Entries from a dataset

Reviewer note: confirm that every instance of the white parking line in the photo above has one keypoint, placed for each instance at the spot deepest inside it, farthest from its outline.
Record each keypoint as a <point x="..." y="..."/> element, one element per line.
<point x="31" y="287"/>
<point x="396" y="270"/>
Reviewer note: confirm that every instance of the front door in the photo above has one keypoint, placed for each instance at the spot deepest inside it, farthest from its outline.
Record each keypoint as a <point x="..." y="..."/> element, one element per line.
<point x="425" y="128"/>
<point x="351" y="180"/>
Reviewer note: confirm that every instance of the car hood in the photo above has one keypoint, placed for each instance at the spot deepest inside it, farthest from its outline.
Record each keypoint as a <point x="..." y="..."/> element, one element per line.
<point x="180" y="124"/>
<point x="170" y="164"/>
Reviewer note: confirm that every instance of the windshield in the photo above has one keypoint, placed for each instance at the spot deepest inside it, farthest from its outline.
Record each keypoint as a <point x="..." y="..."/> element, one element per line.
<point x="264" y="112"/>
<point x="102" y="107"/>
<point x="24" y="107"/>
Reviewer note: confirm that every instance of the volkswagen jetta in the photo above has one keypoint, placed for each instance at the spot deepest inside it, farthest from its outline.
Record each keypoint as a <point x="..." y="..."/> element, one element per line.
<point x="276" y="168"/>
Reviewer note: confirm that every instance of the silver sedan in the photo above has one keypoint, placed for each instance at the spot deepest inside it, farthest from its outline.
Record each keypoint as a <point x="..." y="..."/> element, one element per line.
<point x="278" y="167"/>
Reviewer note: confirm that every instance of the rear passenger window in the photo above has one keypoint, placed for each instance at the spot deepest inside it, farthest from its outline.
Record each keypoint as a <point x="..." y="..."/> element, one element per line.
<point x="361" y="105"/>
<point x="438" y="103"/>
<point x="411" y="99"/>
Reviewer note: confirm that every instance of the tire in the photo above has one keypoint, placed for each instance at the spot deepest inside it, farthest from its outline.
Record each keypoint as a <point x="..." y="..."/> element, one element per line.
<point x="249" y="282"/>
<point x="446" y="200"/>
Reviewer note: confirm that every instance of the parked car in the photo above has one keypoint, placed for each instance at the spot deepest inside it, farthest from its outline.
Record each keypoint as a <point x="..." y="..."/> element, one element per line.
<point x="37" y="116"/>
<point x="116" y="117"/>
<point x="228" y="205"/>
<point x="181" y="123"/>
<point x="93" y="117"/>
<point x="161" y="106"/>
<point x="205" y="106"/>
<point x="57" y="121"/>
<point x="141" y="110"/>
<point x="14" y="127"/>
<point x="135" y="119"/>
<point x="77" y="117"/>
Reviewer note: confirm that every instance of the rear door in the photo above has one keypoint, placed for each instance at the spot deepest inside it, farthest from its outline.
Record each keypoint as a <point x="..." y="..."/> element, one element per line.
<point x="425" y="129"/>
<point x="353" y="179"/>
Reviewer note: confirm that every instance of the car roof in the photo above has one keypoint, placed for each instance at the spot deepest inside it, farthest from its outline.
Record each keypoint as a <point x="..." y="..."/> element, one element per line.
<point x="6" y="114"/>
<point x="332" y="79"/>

_WHAT YOU HAVE TO DO_
Lay out every line of the entries above as a numbered list, omitting any blank lines.

_EXERCISE ANSWER_
1. Reviewer note: confirm that every instance of the white parking line in the photo above has one keypoint, placed for each instance at the spot deepest inside it, farthest from its outline.
2. Record each keypoint as a <point x="..." y="..."/> element, one element per line.
3. <point x="31" y="287"/>
4. <point x="396" y="270"/>
5. Reviewer note: confirm that every instance of the front door in the photo above has one keypoint, placed for each instance at the spot deepest inside it, farthest from its outline.
6. Record each keypoint as a <point x="..." y="..."/> element, one element per line.
7. <point x="425" y="128"/>
8. <point x="351" y="180"/>
9. Reviewer note: confirm that every instance of the car hood in the photo above has one keypoint, placed for each instance at the spot deepest inside it, farthest from its outline.
10. Record each keypoint as a <point x="..." y="..."/> element, one element per line.
11. <point x="180" y="124"/>
12. <point x="170" y="164"/>
13. Reviewer note: confirm that every instance of the windshield in the photo above has one keypoint, placed for each instance at the spot deepest inside it, farthest from its outline.
14. Record each keypoint as a <point x="..." y="..."/> element, one element per line.
15. <point x="264" y="112"/>
16. <point x="102" y="107"/>
17. <point x="24" y="107"/>
18. Reviewer note: confirm that every instance of the volkswagen jetta in the photo above has one keypoint, placed for each instance at the spot deepest inside it, farthest from its outline.
19. Record each keypoint as a <point x="..." y="..."/> element, one element per line.
20. <point x="276" y="168"/>
21. Reviewer note: confirm that every instance of the silver sedan in the photo above has one keypoint, placed for each instance at the spot deepest inside it, farthest from its outline.
22. Record each keypoint as a <point x="..." y="..."/> element, one element per line.
23. <point x="278" y="167"/>
24. Reviewer note: confirm that every instance of the rear passenger window in the photo above has one keypoint, placed for each instance at the spot deepest inside it, farthest from its outline.
25. Record each keypoint as a <point x="..." y="..."/> element, one element per line.
26. <point x="361" y="105"/>
27. <point x="438" y="103"/>
28. <point x="411" y="99"/>
29. Reviewer note: confirm that every instance of the tire in the photo above has one keypoint, placed for each instance at the spot deepest inside it, farthest from its outline.
30. Record each keypoint as a <point x="..." y="..."/> element, one element per line.
31. <point x="249" y="282"/>
32. <point x="446" y="200"/>
33. Reviewer note: confirm that every instance of the parked car in the photo above has one keypoint, placed for each instance at the spot deepest inside it, farthest from its outline.
34. Record each keypoint as a <point x="..." y="..."/> element, one element per line.
35. <point x="37" y="116"/>
36. <point x="116" y="117"/>
37. <point x="228" y="205"/>
38. <point x="181" y="123"/>
39. <point x="93" y="117"/>
40. <point x="161" y="106"/>
41. <point x="205" y="106"/>
42. <point x="57" y="121"/>
43. <point x="141" y="110"/>
44. <point x="14" y="127"/>
45. <point x="135" y="119"/>
46. <point x="77" y="117"/>
47. Reviewer note: confirm that every instance of the rear door in the photo above has one keypoint, placed for each instance at the spot deepest inside it, farthest from its outline.
48. Record each keypoint as a <point x="..." y="..."/> element, one element per line.
49. <point x="425" y="129"/>
50. <point x="353" y="179"/>
51. Reviewer note: confirm that every instance of the car roof in the photo above has one keypoint, placed for each instance at the spot deepest inside it, farthest from its outline.
52. Record each keypoint as a <point x="..." y="..."/> element, one element per line.
53. <point x="6" y="114"/>
54. <point x="332" y="79"/>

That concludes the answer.